=== ABOUT THIS TASK ===
I need every line of the material below that includes the string "cabinet".

=== MATERIALS PROVIDED ===
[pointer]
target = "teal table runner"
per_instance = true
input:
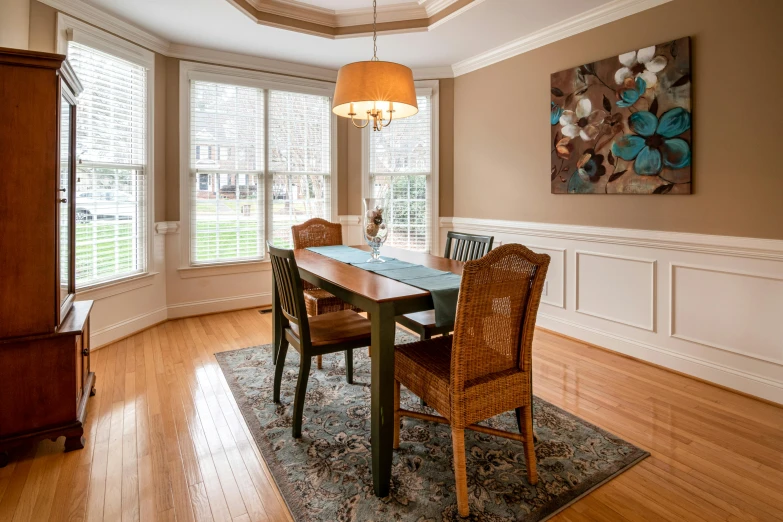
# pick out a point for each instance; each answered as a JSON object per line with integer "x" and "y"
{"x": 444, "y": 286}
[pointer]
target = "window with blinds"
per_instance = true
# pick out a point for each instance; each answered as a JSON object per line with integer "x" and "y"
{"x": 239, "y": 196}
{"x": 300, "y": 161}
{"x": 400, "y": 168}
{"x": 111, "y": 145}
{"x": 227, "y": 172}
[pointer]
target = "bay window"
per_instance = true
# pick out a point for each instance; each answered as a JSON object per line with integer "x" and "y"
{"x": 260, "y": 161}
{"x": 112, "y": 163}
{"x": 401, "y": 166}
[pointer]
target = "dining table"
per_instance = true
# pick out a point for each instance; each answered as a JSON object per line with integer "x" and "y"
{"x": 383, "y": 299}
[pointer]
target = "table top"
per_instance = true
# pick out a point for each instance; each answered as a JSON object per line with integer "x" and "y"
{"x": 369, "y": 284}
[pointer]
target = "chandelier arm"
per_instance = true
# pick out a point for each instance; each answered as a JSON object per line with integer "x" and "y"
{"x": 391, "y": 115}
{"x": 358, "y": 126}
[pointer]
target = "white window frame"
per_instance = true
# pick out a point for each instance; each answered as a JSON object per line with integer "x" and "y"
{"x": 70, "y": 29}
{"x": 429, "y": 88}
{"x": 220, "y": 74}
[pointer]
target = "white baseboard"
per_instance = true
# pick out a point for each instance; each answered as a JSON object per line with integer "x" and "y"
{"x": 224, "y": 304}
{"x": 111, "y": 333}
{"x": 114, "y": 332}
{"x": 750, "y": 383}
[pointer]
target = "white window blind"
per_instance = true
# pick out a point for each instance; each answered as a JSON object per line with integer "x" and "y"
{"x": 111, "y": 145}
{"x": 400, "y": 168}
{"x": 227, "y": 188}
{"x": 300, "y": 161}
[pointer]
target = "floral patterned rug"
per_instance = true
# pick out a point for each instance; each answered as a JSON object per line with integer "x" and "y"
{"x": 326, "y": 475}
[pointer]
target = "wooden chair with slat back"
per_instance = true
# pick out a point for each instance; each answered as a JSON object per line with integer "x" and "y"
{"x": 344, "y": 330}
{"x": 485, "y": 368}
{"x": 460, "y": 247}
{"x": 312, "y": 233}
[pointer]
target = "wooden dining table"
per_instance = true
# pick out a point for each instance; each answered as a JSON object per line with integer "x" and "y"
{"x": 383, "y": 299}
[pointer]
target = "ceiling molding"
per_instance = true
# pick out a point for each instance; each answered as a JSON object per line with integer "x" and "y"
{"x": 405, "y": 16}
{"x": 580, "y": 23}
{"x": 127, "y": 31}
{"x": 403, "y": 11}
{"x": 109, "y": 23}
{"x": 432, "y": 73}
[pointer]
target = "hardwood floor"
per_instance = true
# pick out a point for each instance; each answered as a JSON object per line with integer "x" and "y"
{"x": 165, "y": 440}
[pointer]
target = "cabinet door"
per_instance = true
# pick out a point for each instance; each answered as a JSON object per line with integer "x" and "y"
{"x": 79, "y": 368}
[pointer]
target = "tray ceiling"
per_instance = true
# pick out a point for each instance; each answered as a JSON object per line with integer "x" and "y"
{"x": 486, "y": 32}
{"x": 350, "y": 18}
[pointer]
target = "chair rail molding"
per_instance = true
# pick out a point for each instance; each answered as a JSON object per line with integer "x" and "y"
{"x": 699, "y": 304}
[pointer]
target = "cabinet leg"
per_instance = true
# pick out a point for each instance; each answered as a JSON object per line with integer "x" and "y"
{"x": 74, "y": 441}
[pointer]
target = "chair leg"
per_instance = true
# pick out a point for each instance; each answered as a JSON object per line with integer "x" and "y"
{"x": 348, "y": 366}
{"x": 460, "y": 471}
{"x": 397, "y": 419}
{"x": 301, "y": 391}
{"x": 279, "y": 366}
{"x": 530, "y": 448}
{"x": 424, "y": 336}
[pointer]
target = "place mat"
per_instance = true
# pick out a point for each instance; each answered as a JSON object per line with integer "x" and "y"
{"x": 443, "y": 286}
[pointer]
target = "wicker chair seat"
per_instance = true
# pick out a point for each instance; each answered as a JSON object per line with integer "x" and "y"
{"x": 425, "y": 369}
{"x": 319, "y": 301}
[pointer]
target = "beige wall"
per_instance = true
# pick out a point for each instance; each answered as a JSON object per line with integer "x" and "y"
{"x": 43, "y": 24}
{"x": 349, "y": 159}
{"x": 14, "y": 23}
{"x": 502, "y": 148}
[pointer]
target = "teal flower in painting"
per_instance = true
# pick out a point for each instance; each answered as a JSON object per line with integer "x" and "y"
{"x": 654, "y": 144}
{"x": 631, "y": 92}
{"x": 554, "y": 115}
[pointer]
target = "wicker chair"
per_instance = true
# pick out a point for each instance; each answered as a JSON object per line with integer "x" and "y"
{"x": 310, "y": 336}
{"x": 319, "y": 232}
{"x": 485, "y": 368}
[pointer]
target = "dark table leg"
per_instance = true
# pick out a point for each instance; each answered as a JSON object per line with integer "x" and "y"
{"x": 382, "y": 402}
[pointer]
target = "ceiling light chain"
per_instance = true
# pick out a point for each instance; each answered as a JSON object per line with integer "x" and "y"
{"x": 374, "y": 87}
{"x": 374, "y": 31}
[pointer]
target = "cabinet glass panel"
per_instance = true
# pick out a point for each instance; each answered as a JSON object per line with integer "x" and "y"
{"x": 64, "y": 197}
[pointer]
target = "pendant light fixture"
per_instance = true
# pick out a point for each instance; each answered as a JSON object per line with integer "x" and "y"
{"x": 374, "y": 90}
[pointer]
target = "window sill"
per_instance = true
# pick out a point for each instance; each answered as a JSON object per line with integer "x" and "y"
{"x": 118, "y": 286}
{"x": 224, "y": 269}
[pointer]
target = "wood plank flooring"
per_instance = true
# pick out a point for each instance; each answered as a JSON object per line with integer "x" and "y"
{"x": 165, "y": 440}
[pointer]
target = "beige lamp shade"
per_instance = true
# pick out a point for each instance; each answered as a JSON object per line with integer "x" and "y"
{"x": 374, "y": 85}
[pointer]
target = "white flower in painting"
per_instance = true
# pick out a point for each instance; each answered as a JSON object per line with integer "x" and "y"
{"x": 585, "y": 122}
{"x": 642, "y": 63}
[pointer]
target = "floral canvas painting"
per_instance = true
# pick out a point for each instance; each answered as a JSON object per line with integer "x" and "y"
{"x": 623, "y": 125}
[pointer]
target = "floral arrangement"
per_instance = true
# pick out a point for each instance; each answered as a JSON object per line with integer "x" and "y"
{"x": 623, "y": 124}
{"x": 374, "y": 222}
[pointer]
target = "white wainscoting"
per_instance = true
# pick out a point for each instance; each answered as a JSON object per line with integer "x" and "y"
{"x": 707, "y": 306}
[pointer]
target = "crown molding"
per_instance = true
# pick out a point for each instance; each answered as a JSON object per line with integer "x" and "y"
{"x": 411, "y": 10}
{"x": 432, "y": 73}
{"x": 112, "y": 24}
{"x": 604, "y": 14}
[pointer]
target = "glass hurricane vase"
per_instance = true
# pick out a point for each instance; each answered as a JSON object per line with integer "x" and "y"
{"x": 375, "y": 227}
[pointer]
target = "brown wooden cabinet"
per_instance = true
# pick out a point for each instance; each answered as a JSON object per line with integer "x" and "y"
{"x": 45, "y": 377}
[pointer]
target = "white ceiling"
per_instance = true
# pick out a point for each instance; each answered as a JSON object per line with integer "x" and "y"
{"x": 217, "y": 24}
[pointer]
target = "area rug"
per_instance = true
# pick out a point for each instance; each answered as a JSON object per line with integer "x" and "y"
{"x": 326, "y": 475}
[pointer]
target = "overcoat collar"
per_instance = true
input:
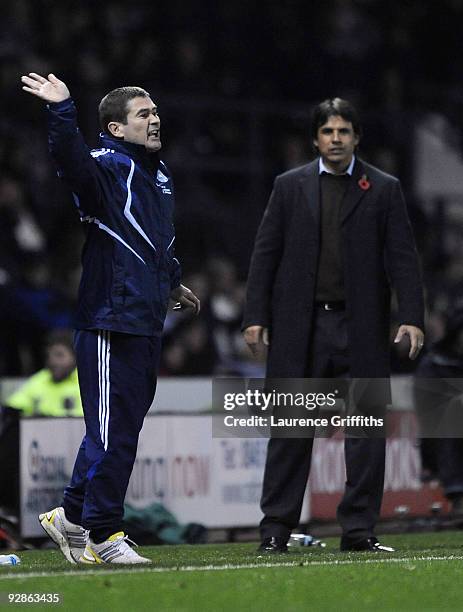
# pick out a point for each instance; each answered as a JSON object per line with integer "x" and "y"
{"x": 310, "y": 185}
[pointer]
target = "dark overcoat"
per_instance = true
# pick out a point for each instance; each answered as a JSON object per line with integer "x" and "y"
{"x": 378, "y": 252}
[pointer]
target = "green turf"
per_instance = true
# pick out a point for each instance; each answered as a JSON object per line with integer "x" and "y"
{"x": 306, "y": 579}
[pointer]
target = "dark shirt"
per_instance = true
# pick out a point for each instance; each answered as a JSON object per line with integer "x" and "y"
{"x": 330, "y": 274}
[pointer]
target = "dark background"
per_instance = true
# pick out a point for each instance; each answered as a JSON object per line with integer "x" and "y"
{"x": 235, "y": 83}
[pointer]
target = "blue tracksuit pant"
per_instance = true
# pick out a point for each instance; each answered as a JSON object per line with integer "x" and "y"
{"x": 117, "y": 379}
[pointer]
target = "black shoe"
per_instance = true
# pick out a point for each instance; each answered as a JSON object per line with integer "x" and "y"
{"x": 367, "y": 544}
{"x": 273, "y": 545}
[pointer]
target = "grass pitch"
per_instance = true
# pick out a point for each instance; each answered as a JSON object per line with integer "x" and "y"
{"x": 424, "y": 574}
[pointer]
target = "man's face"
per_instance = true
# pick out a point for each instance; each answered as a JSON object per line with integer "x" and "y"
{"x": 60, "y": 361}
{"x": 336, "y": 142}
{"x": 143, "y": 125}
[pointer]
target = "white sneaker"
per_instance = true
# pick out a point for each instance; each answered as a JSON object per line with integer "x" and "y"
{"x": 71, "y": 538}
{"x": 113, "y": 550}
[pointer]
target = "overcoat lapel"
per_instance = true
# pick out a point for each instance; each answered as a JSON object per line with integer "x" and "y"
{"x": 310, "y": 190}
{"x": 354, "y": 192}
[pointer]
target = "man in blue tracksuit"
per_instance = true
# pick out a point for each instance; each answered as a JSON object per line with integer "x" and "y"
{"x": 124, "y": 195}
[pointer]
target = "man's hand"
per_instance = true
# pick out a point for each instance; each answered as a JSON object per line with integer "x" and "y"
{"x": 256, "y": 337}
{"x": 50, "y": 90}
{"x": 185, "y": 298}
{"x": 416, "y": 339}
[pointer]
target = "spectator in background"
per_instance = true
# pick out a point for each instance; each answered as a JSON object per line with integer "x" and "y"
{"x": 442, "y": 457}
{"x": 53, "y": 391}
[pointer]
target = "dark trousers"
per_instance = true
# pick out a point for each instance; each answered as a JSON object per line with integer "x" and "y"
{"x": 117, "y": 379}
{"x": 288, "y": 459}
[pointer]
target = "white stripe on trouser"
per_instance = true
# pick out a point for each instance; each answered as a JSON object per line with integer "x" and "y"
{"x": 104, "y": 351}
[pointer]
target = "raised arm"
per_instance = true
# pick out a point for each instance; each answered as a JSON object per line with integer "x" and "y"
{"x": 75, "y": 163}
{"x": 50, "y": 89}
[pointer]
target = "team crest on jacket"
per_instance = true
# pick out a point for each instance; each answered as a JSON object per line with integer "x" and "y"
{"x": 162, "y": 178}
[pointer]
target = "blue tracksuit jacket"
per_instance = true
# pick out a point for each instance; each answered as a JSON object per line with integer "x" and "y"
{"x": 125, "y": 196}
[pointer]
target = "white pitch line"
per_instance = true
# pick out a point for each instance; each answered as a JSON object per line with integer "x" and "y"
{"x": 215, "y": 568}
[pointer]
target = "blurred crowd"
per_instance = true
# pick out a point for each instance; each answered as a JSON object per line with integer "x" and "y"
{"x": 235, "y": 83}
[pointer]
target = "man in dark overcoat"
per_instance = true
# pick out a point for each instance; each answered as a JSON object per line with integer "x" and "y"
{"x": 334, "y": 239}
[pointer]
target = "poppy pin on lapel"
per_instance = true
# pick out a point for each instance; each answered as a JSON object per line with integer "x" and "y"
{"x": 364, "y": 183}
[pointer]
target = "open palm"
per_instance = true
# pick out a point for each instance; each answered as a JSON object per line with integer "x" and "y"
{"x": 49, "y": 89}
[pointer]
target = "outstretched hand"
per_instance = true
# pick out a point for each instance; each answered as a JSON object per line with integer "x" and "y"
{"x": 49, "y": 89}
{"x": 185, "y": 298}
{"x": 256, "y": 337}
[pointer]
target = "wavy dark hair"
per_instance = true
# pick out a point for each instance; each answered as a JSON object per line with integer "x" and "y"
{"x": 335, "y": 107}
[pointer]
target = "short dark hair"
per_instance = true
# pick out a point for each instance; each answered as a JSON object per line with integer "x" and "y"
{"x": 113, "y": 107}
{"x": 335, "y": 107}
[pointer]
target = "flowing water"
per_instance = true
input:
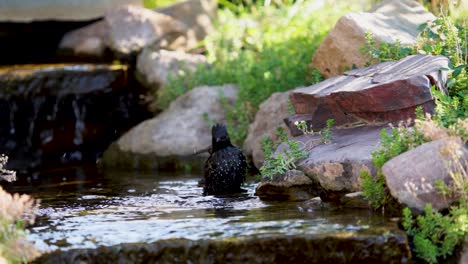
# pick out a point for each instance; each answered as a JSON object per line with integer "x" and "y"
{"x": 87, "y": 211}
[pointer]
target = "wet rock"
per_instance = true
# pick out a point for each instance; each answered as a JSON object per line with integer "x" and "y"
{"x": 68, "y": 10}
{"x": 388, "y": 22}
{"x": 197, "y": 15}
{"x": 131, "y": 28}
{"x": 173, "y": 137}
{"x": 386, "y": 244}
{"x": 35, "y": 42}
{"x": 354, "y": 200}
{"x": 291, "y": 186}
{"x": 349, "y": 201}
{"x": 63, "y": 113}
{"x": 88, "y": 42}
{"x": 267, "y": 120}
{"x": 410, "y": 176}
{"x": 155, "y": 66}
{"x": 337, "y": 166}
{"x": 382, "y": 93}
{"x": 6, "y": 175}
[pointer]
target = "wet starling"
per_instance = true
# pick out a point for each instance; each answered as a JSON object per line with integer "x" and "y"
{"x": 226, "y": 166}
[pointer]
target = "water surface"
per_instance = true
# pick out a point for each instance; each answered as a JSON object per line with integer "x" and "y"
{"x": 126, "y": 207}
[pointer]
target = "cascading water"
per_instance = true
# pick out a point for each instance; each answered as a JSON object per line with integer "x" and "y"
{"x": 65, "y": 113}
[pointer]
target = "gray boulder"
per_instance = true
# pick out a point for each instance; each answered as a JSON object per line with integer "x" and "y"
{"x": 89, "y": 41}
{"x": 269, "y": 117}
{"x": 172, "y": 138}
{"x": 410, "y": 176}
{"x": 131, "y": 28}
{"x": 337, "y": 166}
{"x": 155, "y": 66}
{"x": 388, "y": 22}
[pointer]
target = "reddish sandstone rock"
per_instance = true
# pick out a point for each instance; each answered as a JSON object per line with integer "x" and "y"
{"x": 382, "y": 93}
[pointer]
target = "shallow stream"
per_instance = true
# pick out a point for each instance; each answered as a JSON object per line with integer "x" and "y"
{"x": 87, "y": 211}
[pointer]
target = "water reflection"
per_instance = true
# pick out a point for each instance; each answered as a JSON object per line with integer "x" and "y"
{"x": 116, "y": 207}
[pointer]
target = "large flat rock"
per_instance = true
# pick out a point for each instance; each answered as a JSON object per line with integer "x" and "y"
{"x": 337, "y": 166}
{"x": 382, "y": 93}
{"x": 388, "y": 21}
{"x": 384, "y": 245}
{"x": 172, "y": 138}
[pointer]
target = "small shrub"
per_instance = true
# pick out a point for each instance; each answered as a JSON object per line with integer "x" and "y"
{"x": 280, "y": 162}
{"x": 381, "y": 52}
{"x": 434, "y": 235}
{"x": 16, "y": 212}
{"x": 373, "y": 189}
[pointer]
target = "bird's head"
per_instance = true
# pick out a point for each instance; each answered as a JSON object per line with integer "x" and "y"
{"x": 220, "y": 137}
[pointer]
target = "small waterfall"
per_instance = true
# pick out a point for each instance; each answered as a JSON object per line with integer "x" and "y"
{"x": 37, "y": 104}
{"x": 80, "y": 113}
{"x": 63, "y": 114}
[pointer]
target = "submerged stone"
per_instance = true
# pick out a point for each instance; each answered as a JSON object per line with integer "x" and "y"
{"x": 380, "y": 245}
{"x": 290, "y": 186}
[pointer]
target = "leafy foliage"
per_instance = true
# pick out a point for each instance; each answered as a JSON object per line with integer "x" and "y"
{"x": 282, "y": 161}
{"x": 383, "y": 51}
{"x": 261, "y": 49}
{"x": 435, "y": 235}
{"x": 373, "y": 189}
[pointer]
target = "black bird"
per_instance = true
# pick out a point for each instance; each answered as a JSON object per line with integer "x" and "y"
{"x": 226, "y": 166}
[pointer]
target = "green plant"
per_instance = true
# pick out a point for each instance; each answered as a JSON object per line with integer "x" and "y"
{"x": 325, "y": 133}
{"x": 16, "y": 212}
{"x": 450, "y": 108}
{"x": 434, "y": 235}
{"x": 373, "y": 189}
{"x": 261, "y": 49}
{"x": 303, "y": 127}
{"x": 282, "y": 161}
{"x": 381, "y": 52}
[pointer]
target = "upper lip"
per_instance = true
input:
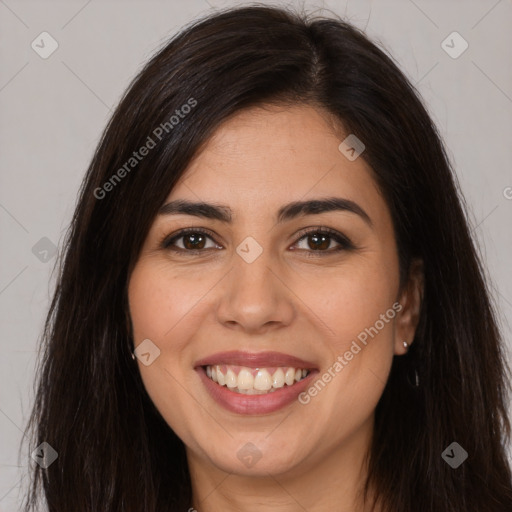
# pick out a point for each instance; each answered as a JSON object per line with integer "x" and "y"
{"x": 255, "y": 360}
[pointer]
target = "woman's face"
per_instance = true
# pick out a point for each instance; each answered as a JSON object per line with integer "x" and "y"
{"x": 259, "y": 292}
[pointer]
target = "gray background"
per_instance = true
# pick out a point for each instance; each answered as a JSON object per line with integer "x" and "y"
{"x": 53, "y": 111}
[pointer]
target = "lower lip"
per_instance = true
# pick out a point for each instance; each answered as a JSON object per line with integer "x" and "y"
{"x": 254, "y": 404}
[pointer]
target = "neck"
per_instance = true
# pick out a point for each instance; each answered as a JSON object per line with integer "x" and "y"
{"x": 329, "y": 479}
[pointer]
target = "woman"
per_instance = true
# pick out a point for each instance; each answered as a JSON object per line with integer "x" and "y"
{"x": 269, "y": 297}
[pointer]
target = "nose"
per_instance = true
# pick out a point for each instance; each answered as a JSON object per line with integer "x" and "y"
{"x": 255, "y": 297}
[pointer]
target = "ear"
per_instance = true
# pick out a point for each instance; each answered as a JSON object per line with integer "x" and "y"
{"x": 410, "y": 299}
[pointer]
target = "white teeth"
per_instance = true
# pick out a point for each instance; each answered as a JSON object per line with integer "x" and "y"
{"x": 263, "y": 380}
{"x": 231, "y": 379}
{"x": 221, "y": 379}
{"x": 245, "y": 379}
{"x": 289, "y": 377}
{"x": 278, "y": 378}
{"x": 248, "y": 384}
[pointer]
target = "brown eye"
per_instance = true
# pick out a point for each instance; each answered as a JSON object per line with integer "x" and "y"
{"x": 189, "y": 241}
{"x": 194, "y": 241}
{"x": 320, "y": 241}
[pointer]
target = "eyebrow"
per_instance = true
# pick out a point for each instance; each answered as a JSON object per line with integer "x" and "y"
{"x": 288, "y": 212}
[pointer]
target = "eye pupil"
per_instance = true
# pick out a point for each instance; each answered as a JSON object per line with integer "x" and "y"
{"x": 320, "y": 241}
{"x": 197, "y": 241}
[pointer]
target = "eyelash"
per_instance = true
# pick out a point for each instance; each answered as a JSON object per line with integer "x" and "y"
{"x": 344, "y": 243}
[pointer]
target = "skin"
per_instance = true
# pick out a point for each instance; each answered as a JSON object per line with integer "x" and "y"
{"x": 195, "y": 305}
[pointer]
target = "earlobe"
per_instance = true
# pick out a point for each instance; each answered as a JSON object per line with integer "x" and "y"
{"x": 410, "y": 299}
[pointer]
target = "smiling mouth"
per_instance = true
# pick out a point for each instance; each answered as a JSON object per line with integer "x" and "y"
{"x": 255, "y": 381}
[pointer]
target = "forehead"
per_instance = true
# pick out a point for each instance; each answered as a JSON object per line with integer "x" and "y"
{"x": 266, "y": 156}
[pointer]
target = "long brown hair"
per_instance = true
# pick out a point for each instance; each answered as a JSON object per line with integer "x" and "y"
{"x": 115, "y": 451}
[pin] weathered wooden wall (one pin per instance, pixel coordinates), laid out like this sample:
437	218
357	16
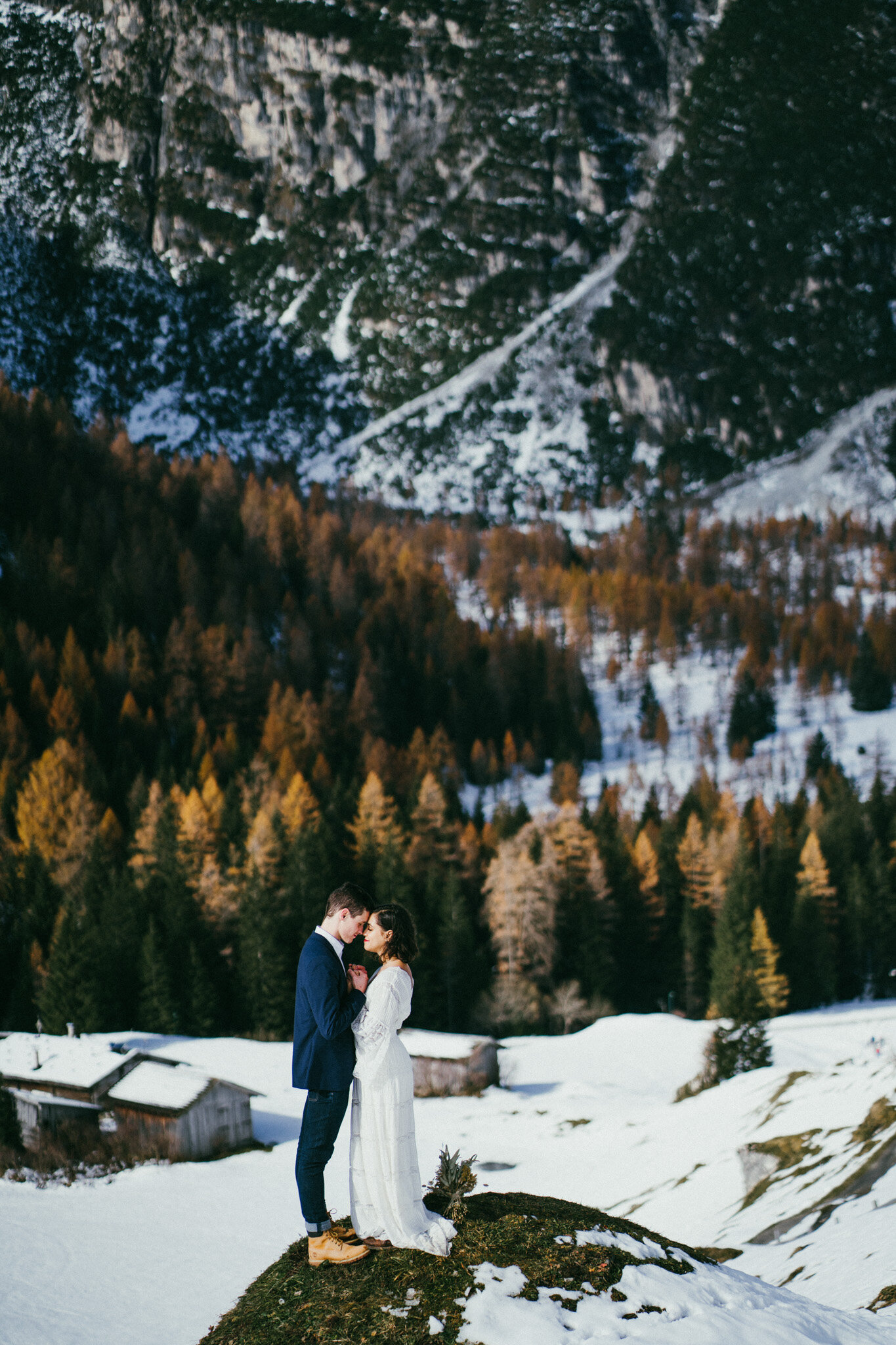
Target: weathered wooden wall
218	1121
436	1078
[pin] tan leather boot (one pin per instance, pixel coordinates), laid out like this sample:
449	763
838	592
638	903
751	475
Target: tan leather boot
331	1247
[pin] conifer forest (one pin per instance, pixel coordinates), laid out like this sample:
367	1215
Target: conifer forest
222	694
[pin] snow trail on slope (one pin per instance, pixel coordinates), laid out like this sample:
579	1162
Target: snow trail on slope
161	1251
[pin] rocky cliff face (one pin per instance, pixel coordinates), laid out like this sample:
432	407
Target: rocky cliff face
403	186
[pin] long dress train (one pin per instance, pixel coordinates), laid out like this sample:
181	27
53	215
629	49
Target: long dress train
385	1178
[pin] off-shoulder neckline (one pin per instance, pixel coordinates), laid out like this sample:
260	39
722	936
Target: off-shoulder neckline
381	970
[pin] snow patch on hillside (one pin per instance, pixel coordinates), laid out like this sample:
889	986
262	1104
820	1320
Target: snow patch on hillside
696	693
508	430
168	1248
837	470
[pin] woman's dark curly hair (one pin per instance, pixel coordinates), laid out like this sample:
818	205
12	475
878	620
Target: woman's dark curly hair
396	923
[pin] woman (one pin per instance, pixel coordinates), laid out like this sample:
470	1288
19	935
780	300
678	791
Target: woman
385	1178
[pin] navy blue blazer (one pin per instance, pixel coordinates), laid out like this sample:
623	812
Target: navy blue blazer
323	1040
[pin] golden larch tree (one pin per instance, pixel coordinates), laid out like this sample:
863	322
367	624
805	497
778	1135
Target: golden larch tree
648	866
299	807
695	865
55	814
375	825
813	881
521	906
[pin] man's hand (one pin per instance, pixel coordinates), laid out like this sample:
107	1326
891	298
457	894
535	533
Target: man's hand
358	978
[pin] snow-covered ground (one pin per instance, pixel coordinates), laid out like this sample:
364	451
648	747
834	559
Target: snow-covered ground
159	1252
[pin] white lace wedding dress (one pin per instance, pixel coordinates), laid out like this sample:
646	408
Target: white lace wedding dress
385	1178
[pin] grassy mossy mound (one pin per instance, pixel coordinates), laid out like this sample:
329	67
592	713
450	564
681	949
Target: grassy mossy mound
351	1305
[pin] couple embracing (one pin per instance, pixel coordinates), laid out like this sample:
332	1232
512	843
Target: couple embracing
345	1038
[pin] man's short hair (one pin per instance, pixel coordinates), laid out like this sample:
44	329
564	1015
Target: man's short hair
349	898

=== EXERCISE SOLUTION ===
target = "cabinet door"
target = "cabinet leg"
target = "cabinet glass panel"
target = "brown wooden cabinet"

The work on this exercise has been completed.